EXCERPT PROVIDED START

BY: GEORGE LINCOLN WALTON, M.D.
CONSULTING NEUROLOGIST TO THE MASSACHUSETTS GENERAL HOSPITAL
XVI.
MAXIMS MISAPPLIED
"Beware! yet once again beware!
Ere round thy inexperienced mind,
With voice and semblance falsely fair,
A chain Thessalian magic bind,--"
--Thomas Love Peacock
A friend of mine has a purebred Boston terrier named "Betty." Betty is a bundle of nerves, has a well-developed "New-England Conscience," and among other deviative (not degenerative) signs, is possessed of an insatiable desire to climb trees. More than once I have watched her frantic efforts to achieve this end, and she often almost succeeds--at least she can reach a higher point on the trunk of a tree than any other dog of her size I know--say six feet; if the bark is rough, perhaps seven feet would not be an overestimate. Her attempts are unremitting--once the frenzy is on it is with the greatest difficulty that she can be separated, panting and exhausted, from her task.
Betty's case furnishes an illustration of an inborn tendency, fostered
neither by precept nor example, persistently to attempt the impossible,
and to fret and fume when forced to discontinue. Some children are by
inheritance similarly endowed.
Imagine Betty a child.
It is safe to assume that the mental trait which prompts this expenditure of tireless and misdirected energy has found its way down through her ancestry over millenia; the chances are,
of course, against its having skipped the generation immediately preceding; in other words, one or both of HER parents are probably obsessive. It follows,
almost as a matter of course, that the "indomitable will" of the child is viewed with pride by the parent. Instead of being kept within reasonable
bounds, and directed into proper channels, it is encouraged in every direction, and fostered and encourages by every available means. Prominent among the
incentives to renewed activity furnished by the solicitous parent, possibly too by the undiscriminating teacher, will be found such precepts as: "In the
bright lexicon of youth there's no such word as fail," "Never give up the ship," "Never say die," "There's always room at the top."
Excellent maxims these, for the average child, particularly for the child
who is under average as regards ambition to excel. But what of their effect
upon the already over-conscientious and self-exacting child? Simply to
tighten fetters which should rather be relaxed.
Life becomes a serious problem to a child of this kind at a much earlier
age than is generally realized. I have been surprised to learn at what
tender years such children have been borne down by a weight of self-imposed
responsibility quite as heavy as can burden an adult, without the power
of the adult to carry it. Such, for example, are anxieties regarding the
health or the financial status of the parents, matters freely discussed
without a thought that the child will make these cares his own.

EXCERPT PROVIDED END
THE DATA START

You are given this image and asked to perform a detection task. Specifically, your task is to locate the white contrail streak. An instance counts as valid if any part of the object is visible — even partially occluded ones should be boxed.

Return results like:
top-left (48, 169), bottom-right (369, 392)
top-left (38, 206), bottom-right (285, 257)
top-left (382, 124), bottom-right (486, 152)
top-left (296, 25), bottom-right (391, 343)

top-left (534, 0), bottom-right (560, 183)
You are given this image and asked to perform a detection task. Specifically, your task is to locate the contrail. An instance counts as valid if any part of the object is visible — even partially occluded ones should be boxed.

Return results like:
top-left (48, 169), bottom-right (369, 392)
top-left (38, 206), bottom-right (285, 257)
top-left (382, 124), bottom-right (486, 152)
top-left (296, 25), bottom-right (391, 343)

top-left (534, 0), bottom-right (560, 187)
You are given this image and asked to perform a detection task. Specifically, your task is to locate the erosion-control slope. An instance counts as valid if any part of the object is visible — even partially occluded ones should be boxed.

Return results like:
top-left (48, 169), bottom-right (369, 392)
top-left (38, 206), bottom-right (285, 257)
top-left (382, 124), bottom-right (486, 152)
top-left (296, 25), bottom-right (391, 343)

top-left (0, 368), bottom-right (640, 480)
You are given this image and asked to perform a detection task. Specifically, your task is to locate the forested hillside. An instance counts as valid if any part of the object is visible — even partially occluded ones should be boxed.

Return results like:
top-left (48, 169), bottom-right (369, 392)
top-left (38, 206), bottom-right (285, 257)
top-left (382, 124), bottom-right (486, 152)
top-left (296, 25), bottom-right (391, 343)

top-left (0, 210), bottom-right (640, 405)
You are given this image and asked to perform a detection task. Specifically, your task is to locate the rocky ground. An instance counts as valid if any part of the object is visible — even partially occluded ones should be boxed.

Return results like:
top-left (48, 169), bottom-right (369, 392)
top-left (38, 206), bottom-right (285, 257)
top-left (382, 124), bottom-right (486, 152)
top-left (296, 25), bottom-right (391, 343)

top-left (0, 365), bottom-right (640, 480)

THE DATA END
THE DATA START

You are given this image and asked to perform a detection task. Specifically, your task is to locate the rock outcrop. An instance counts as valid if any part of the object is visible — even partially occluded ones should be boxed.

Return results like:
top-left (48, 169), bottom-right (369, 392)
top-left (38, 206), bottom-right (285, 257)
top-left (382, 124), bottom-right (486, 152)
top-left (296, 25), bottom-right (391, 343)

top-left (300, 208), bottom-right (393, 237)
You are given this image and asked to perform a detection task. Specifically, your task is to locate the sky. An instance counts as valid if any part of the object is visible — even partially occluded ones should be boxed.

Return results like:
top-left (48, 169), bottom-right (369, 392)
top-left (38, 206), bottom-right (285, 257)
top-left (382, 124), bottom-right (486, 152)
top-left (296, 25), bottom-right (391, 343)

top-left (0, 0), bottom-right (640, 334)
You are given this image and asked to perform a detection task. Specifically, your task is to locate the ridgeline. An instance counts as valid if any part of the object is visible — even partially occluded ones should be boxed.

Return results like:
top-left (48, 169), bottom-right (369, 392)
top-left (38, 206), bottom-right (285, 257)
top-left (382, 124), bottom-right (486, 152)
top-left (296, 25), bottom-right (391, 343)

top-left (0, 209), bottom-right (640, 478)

THE DATA END

» WHAT YOU WILL DO:
a. Return the passage on misapplied maxims word for word, from "Betty's case furnishes" up to and including "Betty a child.".
b. Resume the passage on misapplied maxims and overconscientious children after its last sentence.
You can ignore the records.

» RESULTS FOR THE EXERCISE:
a.
Betty's case furnishes an illustration of an inborn tendency, fostered
neither by precept nor example, persistently to attempt the impossible,
and to fret and fume when forced to discontinue. Some children are by
inheritance similarly endowed.
Imagine Betty a child.

b.
I realize that this line of thought will seem to some revolutionary. A
friend to whom I submitted the proposition that it did harm rather than
good to encourage a child of this kind to attempt the impossible answered,
"Nothing is impossible," and he said it as if he more than half believed
it. Here we have the ambitious maxim challenging truth itself. It is
certainly not impossible that Mozart wrote a difficult concerto at the age
of five; nor is it impossible that, in precocious children of a different
type, worry from failure to accomplish the desired may cause profound
despair productive of disastrous results.
Nor are such children either geniuses or freaks--they are merely inheritors
of the "New England Conscience," so named, I suppose, because the trait
has multiplied in this section more rapidly even than the furniture and
fittings of the Mayflower. Without underrating the sterling qualities of
the devoted band who founded this community it may safely be suggested that
neither the effectiveness nor the staying qualities of their descendants
will be lessened by a certain modification of the querulous insistence
which dominates the overtrained adult in the rearing of the nervously
precocious child.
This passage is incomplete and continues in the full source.